Exercise goal
Extract every entry word for word. Skip the pictures.

Supplied material

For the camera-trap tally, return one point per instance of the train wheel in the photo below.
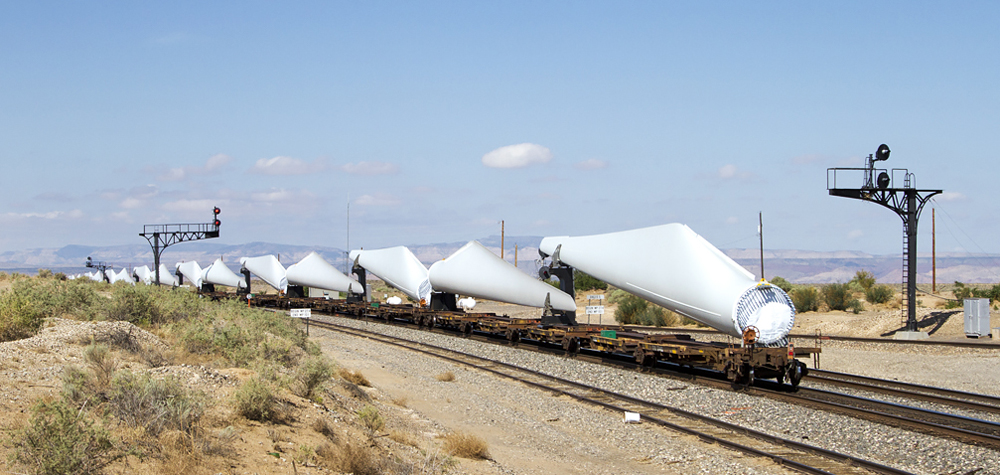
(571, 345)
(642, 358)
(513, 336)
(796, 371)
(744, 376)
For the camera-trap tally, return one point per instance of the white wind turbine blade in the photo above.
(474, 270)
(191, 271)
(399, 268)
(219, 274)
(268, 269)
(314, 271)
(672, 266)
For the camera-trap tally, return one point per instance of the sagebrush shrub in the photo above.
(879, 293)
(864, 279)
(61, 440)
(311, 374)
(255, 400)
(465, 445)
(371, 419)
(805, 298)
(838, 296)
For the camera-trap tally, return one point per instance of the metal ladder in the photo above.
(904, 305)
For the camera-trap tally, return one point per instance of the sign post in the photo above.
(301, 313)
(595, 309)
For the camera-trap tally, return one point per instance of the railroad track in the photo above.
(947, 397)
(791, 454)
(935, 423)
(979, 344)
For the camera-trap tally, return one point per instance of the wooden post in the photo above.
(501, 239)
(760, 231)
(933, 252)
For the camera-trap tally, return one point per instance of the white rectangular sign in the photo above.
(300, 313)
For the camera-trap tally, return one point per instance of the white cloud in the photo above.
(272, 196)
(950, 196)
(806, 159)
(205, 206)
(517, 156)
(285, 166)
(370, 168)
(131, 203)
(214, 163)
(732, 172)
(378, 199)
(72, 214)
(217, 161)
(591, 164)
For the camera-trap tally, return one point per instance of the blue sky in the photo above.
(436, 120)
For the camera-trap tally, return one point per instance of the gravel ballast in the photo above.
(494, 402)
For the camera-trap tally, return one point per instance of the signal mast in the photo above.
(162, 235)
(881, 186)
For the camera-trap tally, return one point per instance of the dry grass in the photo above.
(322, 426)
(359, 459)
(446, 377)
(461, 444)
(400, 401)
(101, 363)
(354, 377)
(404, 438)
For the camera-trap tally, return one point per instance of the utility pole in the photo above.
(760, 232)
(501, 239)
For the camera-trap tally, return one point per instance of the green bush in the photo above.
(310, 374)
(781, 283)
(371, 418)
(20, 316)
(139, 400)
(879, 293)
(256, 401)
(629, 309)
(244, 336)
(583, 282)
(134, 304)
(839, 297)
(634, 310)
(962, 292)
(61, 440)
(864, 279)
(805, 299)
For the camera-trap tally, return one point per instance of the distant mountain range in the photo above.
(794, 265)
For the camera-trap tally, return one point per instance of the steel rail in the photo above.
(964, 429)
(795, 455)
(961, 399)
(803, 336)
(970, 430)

Problem solution
For the camera-trap tally, return one point per instance of the train wheel in the photo below.
(571, 345)
(642, 358)
(513, 336)
(796, 371)
(744, 376)
For the camera-trap tally, return one point per instance of the white wind turbine blade in the photo above.
(474, 270)
(191, 271)
(399, 268)
(219, 274)
(268, 269)
(314, 271)
(672, 266)
For the camera-trap tally, return one point per instance of the sagebrush shrub in the photo above.
(879, 293)
(864, 279)
(61, 440)
(311, 374)
(255, 400)
(465, 445)
(371, 419)
(805, 298)
(838, 296)
For the camera-trap tally, return one point per instance of the metal ladder in the photo above.
(904, 305)
For the camera-trap tally, return one point per instance of the sign post in the photo above.
(301, 313)
(595, 309)
For the camera-trap tally, return one point per instance of the railroad track in the photo above.
(947, 397)
(791, 454)
(935, 423)
(979, 344)
For the camera-trap tally, return one point per instance of the wooden post in the photo above.
(501, 239)
(760, 231)
(933, 252)
For the camera-trap tally, return one point per instance of the white rectangular sign in the photo above.
(300, 313)
For the camera-trap tally, return one point per instance of the white cloud in the photo above.
(272, 196)
(950, 196)
(806, 159)
(205, 206)
(517, 156)
(285, 166)
(370, 168)
(131, 203)
(214, 163)
(732, 172)
(378, 199)
(72, 214)
(217, 161)
(591, 164)
For the camera-trap tally, return one point per instance of the blue sky in the photo above.
(436, 120)
For the camera-trap tally, return one point per instance of the gravel ballast in the photo above.
(494, 402)
For the camera-trap tally, return one point per instance of the signal mast in the photo above.
(162, 235)
(881, 186)
For the camera-trap tally, return one point per instance of the dry grass in the photo above.
(322, 426)
(359, 459)
(446, 377)
(461, 444)
(400, 401)
(101, 363)
(354, 377)
(404, 438)
For the camera-trap tally, return one point per instance of the utility pole in the photo above.
(760, 232)
(501, 239)
For the camera-trap tally, return one point per instance of the green bush in the photo above.
(310, 374)
(781, 283)
(371, 418)
(20, 316)
(139, 400)
(879, 293)
(256, 401)
(629, 309)
(244, 336)
(583, 282)
(134, 304)
(839, 297)
(634, 310)
(962, 292)
(61, 440)
(864, 279)
(805, 299)
For the camera-trap tally, return one point per instance of the distant mountain range in the photo above.
(794, 265)
For the camera-trap tally, return one point per instance of the steel rail in the photo above.
(964, 429)
(795, 455)
(961, 399)
(803, 336)
(970, 430)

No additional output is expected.